§ Written exercise
Reproduce everything in the passage on black hole entropy from "So by the end" down to "with ever-increasing disorder.".

§ Passage to read
----------
Which is not to say that your average black hole is red hot, either. As particles stream from just outside the black hole, they fight an uphill battle to escape the strong gravitational pull. In doing so, they expend energy and, because of this, cool down substantially. Hawking calculated that an observer far from the black hole would find that the temperature for the resulting “tired” radiation was inversely proportional to the black hole’s mass. A huge black hole, like the one at the center of our galaxy, has a temperature that’s less than a trillionth of a degree above absolute zero. A black hole with the mass of the sun would have a temperature less than a millionth of a degree, minuscule even compared with the 2.7-degree cosmic background radiation left to us by the big bang. For a black hole’s temperature to be high enough to barbecue the family dinner, its mass would need to be about a ten-thousandth of the earth’s, extraordinarily small by astrophysical standards.

But the magnitude of a black hole’s temperature is secondary. Although the radiation coming from distant astrophysical black holes won’t light up the night sky, the fact that they do have a temperature, that they do emit radiation, suggests that the experts had too quickly rejected Bekenstein’s suggestion that black holes do have entropy. Hawking then nailed the case. His theoretical calculations determining a given black hole’s temperature and the radiation it emits gave him all the data he needed to determine the amount of entropy the black hole should contain, according to the standard laws of thermodynamics. And the answer he found is proportional to the surface area of the black hole, just as Bekenstein had proposed.

So by the end of 1974, the Second Law was law once again. The insights of Bekenstein and Hawking established that in any situation, total entropy increases, as long as you account for not only the entropy of ordinary matter and radiation but also that contained within black holes, as measured by their total surface area. Rather than being entropy sinks that subvert the Second Law, black holes play an active part in upholding the law’s pronouncement of a universe with ever-increasing disorder.
----------
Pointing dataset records
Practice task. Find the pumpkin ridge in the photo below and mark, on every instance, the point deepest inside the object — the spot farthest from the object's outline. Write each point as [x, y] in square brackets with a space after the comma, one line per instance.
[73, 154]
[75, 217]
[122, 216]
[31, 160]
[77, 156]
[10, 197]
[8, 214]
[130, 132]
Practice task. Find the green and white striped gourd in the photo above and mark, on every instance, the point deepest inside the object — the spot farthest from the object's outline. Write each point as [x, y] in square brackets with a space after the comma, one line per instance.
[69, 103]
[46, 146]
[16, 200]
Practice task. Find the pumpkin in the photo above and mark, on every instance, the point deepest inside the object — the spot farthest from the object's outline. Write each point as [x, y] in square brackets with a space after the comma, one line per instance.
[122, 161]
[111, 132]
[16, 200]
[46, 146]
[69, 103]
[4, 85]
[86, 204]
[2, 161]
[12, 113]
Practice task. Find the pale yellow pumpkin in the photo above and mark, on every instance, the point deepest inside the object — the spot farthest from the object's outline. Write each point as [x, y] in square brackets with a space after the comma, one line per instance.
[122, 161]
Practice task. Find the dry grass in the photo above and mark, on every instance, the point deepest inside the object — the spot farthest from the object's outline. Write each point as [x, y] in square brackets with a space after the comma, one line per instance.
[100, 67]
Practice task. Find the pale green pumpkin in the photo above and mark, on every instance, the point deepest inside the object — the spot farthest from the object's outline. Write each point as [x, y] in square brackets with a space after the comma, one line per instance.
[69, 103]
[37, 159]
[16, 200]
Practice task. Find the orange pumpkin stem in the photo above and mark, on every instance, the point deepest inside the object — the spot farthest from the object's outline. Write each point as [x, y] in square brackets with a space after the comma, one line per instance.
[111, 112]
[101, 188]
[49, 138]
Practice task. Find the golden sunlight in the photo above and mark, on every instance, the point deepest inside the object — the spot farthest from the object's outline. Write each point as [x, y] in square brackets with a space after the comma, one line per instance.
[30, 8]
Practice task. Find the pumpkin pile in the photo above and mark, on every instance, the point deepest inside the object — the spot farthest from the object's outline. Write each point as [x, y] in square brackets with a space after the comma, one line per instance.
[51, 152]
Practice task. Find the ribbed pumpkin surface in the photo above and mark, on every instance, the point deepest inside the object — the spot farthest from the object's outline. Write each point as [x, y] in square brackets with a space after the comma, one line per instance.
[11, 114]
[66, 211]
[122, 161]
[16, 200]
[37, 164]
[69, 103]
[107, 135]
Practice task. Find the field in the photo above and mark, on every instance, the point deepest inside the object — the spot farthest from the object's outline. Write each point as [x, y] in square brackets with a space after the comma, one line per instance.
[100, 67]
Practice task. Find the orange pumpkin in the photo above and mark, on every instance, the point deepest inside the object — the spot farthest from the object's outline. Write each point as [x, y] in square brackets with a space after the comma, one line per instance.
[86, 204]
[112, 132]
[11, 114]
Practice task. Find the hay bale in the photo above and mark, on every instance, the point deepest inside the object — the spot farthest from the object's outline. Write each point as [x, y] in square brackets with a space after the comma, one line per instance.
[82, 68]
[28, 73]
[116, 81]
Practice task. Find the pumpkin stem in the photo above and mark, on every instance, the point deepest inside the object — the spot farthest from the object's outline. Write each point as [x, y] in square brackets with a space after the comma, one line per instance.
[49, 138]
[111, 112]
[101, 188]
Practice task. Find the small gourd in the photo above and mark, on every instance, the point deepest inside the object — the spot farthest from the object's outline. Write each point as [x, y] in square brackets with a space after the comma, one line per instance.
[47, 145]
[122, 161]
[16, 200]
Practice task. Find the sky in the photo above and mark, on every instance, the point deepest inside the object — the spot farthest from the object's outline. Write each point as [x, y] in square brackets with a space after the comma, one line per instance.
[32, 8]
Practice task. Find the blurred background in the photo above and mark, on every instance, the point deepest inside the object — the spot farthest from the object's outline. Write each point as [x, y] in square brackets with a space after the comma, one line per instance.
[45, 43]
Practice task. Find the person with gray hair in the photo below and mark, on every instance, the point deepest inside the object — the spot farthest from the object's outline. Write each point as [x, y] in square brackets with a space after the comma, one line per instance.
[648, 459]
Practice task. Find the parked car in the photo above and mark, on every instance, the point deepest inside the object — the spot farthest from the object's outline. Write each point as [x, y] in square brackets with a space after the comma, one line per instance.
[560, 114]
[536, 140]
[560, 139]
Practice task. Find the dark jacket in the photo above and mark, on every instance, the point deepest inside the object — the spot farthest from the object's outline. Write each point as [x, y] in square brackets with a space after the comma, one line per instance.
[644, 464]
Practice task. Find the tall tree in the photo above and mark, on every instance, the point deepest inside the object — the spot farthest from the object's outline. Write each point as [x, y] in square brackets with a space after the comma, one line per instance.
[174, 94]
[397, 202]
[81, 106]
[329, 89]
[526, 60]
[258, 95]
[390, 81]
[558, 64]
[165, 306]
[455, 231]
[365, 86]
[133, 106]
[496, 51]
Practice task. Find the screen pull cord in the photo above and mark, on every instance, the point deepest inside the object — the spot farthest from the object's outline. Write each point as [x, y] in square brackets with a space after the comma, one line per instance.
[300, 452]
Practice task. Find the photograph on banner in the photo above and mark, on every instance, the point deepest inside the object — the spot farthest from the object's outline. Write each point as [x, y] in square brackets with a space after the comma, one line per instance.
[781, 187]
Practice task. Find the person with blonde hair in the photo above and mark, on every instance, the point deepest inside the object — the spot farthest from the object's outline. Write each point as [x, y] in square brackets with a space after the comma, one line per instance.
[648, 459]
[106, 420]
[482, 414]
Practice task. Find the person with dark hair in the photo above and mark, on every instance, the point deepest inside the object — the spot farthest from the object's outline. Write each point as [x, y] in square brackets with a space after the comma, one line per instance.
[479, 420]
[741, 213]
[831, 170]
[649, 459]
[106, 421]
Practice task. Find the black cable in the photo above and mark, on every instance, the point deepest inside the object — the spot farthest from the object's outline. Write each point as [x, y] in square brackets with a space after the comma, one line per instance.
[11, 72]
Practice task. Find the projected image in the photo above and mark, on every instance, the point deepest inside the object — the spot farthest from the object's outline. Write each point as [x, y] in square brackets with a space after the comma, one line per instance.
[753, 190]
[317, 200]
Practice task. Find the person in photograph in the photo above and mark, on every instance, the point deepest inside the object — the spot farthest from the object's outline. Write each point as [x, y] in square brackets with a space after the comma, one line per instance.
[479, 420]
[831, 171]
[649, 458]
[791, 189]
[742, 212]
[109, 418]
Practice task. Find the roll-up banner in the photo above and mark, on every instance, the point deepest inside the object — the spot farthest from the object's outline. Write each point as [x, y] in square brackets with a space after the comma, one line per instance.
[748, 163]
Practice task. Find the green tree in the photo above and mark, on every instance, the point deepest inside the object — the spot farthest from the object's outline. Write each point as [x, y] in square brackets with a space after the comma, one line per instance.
----------
§ Exercise response
So by the end of 1974, the Second Law was law once again. The insights of Bekenstein and Hawking established that in any situation, total entropy increases, as long as you account for not only the entropy of ordinary matter and radiation but also that contained within black holes, as measured by their total surface area. Rather than being entropy sinks that subvert the Second Law, black holes play an active part in upholding the law’s pronouncement of a universe with ever-increasing disorder.